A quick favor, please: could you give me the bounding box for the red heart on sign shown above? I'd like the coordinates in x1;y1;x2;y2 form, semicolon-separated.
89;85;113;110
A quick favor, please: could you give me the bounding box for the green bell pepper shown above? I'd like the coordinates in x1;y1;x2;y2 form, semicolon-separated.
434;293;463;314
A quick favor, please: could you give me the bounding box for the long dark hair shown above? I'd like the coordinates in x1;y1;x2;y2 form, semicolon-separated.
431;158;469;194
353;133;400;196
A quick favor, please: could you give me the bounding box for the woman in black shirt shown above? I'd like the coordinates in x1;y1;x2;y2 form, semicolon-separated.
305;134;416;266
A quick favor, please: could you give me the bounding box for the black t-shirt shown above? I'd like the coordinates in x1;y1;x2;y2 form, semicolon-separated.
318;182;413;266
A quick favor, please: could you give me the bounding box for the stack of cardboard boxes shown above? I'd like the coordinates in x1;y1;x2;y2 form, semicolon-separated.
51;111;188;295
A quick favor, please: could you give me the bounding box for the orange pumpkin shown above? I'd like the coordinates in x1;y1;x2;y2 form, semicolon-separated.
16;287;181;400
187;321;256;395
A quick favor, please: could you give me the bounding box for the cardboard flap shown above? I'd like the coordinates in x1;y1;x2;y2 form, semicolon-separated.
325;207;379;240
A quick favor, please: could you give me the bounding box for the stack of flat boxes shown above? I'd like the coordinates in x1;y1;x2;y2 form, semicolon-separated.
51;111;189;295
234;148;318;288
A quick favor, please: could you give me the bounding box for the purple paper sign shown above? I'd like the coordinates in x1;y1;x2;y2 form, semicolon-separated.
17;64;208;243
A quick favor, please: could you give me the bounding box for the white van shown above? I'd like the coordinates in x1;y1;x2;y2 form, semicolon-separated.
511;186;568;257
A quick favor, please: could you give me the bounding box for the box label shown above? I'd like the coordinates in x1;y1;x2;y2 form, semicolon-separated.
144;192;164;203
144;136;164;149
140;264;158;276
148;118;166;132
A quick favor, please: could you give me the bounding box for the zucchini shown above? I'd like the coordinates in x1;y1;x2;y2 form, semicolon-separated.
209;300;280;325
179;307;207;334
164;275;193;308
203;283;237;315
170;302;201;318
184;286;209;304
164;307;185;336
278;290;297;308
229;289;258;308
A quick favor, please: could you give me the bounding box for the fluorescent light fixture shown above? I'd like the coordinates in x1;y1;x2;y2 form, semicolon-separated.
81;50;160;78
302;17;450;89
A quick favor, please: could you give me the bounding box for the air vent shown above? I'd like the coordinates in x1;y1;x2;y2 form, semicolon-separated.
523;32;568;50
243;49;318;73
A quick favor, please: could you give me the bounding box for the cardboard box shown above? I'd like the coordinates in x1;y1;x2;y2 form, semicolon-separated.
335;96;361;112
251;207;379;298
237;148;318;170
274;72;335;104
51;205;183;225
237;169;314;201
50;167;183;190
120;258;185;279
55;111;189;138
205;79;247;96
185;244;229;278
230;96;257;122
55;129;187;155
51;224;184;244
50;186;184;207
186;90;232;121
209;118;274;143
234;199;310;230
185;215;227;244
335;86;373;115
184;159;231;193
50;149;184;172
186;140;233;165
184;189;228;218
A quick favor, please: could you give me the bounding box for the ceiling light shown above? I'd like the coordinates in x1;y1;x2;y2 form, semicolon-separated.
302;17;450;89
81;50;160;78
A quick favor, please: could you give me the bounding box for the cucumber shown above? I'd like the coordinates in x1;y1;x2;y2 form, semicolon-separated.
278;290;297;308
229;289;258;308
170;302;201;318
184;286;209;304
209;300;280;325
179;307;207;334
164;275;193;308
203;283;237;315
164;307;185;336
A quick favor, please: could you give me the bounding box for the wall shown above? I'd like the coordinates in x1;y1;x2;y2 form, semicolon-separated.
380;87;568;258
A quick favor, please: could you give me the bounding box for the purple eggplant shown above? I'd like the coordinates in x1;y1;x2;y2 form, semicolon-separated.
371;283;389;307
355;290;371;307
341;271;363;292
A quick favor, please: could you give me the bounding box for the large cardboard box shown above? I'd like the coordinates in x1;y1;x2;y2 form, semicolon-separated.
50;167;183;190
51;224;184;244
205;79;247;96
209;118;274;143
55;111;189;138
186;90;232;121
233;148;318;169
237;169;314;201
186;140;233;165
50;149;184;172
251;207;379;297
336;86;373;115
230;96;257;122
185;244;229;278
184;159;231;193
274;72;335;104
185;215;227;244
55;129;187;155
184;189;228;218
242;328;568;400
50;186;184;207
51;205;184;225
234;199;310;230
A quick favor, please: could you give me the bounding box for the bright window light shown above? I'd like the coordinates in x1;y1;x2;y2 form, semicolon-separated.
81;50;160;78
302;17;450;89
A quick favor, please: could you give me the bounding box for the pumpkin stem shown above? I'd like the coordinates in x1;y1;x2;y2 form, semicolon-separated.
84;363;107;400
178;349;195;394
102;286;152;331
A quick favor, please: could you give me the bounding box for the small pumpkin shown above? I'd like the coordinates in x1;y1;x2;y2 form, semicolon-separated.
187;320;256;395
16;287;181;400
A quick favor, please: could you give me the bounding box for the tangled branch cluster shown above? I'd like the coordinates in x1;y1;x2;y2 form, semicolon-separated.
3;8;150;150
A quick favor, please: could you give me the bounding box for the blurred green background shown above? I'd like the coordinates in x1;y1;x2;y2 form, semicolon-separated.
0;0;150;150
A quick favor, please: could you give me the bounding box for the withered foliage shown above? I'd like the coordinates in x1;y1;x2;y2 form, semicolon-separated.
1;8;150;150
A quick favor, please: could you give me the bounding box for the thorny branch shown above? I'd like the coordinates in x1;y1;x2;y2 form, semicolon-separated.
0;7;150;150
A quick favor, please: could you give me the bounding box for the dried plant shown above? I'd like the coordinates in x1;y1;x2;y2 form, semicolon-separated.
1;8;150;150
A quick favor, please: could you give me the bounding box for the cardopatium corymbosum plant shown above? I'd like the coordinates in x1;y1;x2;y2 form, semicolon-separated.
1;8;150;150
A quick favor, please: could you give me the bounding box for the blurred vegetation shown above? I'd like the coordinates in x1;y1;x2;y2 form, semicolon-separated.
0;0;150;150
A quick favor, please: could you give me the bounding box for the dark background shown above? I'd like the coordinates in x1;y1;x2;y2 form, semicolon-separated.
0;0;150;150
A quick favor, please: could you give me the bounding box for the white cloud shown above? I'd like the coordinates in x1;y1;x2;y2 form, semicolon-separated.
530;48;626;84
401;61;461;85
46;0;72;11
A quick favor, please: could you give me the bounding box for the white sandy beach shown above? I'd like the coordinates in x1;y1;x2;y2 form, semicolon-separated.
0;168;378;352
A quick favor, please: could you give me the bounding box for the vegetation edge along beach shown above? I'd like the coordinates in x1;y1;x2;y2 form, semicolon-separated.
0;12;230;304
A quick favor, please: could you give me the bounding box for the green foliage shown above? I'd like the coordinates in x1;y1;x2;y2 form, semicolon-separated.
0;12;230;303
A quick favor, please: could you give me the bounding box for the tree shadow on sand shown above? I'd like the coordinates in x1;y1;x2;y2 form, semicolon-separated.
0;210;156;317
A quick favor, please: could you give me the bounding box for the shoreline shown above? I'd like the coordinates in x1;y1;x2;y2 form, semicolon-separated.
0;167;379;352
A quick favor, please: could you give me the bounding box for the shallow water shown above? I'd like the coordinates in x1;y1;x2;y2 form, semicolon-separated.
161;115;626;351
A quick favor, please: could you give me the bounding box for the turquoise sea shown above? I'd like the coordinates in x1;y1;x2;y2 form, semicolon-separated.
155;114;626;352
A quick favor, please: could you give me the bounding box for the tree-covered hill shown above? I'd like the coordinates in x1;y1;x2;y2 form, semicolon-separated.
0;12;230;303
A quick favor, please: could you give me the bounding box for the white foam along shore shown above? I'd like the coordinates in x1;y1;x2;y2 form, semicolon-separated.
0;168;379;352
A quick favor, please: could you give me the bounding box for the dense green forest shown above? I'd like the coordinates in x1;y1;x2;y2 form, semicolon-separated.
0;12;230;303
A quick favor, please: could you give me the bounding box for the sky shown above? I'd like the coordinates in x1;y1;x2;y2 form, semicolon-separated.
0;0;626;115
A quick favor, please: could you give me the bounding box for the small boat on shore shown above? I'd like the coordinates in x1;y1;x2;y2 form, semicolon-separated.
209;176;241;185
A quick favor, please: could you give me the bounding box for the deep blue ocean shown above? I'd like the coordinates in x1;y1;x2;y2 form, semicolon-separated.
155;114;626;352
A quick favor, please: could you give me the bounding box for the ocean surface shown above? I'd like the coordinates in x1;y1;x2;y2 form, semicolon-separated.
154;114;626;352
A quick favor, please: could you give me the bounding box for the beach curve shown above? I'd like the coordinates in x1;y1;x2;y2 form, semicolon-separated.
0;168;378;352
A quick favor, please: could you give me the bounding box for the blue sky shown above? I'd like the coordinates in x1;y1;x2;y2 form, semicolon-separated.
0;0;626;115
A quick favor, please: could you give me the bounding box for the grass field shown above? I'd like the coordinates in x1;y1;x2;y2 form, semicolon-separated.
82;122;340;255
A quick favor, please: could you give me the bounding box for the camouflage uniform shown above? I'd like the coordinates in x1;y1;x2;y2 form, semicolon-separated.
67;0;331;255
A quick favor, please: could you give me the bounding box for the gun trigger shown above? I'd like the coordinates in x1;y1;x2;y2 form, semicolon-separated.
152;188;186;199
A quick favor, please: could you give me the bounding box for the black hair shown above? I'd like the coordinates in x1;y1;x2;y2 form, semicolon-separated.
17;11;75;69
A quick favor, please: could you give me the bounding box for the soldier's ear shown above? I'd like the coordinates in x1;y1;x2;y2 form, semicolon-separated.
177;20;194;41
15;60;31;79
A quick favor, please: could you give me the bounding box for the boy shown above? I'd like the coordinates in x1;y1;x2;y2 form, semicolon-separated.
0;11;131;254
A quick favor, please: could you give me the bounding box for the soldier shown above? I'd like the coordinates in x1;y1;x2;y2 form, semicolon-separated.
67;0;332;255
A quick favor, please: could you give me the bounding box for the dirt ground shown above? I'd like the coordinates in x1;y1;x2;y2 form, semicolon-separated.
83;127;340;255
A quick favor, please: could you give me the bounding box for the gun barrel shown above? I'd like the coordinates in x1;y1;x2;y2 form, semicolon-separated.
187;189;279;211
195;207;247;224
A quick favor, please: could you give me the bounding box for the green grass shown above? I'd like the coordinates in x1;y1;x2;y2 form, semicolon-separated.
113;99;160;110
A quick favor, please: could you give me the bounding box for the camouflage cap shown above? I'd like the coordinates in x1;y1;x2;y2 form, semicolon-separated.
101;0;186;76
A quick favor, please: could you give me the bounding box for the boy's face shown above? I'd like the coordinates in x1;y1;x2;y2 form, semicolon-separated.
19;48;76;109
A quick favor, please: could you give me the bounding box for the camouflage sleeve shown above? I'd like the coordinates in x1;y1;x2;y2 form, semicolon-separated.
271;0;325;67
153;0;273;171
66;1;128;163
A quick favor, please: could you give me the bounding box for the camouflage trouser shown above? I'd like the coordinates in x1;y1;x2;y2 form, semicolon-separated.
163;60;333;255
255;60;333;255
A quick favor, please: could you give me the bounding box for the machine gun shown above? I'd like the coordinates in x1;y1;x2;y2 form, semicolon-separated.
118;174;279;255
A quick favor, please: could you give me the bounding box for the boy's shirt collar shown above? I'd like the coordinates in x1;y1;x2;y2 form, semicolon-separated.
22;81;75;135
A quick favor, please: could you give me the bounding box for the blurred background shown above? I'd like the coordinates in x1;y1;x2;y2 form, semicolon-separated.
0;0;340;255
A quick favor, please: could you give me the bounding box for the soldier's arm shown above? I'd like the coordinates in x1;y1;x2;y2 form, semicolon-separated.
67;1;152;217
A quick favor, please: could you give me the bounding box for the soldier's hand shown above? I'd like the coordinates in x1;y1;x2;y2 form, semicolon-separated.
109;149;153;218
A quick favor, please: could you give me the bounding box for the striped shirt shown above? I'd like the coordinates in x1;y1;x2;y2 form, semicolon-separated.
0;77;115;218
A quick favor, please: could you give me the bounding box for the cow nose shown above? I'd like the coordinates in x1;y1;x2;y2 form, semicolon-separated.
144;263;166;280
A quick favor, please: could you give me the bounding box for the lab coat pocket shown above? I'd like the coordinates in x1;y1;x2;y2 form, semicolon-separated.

----

## GOAL
Tally how many lines of the records above contain the string "shirt". Reply with that number alone.

## OUTPUT OF THE EXERCISE
4